An exact copy of all entries is required.
(Beginning of Records supplied)
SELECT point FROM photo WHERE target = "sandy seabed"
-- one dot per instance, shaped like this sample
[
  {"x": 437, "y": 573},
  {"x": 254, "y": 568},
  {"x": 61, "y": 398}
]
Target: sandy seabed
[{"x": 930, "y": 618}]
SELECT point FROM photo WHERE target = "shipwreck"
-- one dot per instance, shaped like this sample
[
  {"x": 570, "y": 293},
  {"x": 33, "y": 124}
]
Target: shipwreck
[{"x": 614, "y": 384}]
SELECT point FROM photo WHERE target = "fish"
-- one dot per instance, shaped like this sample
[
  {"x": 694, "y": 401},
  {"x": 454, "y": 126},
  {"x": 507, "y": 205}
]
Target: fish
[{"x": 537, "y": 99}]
(End of Records supplied)
● Exercise output
SELECT point FROM photo WHERE target = "sandy seabed"
-- one dot per instance, shaped like this sample
[
  {"x": 437, "y": 573},
  {"x": 254, "y": 568},
  {"x": 61, "y": 398}
]
Target: sandy seabed
[{"x": 930, "y": 618}]
SELECT point FROM photo WHERE target = "shipwreck"
-- one dot per instance, shaped like this sample
[
  {"x": 570, "y": 293},
  {"x": 33, "y": 124}
]
Target: shipwreck
[{"x": 614, "y": 384}]
SELECT point FROM photo WHERE target = "fish"
-- one dot per instance, shaped like this sample
[
  {"x": 694, "y": 401},
  {"x": 454, "y": 126},
  {"x": 507, "y": 205}
]
Target: fish
[{"x": 537, "y": 99}]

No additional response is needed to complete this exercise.